**Task requirements**. In the records below, pick out all lines containing the word "residential".

::::

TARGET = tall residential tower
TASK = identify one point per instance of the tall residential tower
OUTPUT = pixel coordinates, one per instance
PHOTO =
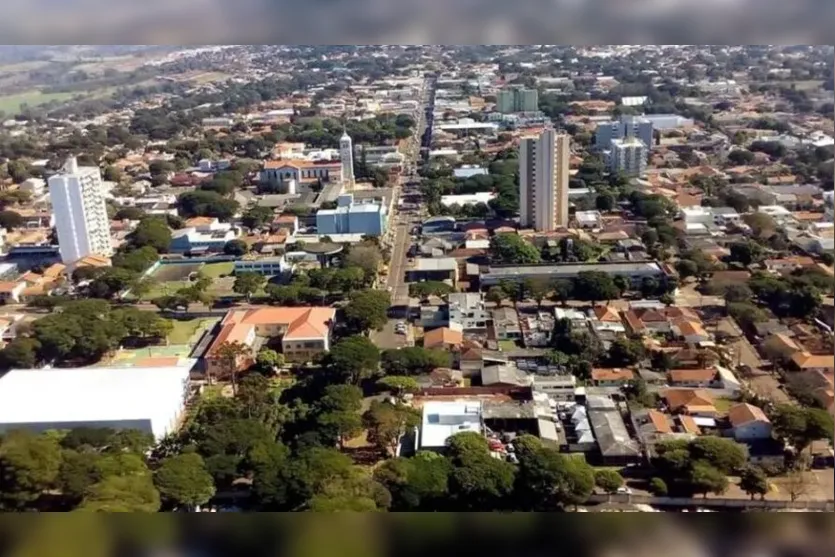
(77, 196)
(543, 180)
(346, 156)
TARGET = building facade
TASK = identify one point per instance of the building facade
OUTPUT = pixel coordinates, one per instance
(543, 181)
(628, 156)
(78, 202)
(627, 126)
(346, 158)
(352, 218)
(517, 99)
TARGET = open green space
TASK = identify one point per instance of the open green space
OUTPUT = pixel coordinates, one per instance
(215, 270)
(183, 331)
(10, 104)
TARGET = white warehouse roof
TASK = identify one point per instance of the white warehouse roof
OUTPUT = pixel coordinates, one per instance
(150, 399)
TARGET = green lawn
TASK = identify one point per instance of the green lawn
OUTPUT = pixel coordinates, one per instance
(507, 346)
(184, 330)
(215, 270)
(10, 104)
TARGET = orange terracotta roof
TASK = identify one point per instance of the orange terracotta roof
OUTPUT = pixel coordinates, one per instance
(692, 375)
(659, 421)
(443, 336)
(805, 360)
(744, 413)
(688, 424)
(606, 313)
(615, 374)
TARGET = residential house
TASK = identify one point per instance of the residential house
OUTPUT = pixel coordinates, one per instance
(304, 333)
(611, 377)
(443, 338)
(694, 402)
(804, 361)
(749, 423)
(693, 378)
(506, 324)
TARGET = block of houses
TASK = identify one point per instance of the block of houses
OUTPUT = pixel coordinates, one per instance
(304, 333)
(748, 423)
(506, 324)
(611, 377)
(443, 338)
(694, 378)
(693, 402)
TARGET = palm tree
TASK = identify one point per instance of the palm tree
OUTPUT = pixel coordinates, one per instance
(230, 354)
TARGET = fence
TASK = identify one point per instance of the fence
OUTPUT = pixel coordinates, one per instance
(725, 503)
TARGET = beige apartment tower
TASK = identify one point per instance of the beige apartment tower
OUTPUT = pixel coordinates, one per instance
(543, 181)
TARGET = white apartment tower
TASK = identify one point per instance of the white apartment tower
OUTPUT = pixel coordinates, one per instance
(543, 181)
(81, 221)
(346, 156)
(628, 156)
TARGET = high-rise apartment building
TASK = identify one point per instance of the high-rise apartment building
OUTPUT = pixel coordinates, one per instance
(346, 156)
(77, 196)
(627, 126)
(543, 180)
(517, 99)
(628, 156)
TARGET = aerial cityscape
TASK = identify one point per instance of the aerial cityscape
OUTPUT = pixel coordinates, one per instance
(417, 278)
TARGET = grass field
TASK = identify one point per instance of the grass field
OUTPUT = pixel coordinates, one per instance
(10, 104)
(184, 330)
(216, 270)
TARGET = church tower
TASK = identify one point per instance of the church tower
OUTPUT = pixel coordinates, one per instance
(346, 155)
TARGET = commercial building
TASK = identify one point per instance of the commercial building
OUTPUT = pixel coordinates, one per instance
(304, 333)
(628, 156)
(517, 99)
(349, 217)
(149, 399)
(627, 126)
(443, 419)
(634, 271)
(78, 202)
(346, 159)
(543, 181)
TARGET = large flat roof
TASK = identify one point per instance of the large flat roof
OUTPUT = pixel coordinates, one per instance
(92, 394)
(443, 419)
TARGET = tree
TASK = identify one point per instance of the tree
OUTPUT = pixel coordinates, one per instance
(153, 232)
(745, 252)
(658, 487)
(230, 355)
(595, 286)
(398, 384)
(368, 310)
(608, 480)
(10, 220)
(753, 481)
(354, 358)
(801, 426)
(248, 284)
(235, 247)
(257, 217)
(624, 352)
(513, 249)
(537, 288)
(386, 423)
(338, 412)
(496, 295)
(134, 493)
(29, 465)
(735, 293)
(184, 481)
(705, 479)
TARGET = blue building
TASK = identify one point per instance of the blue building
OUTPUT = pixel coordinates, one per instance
(367, 218)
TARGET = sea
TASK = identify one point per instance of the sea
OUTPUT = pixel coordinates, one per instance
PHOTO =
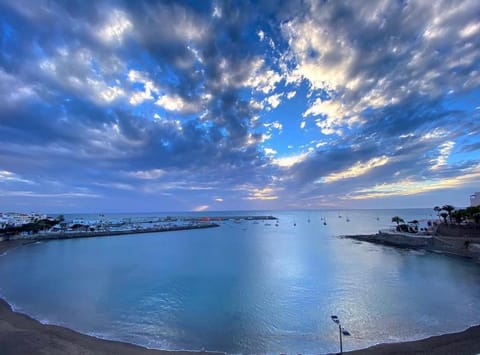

::::

**Exercise answer**.
TARGET = tall residential tower
TASK = identify one point per instance of the tall residential tower
TARGET = residential house
TASK = identify one point per instance of the residential house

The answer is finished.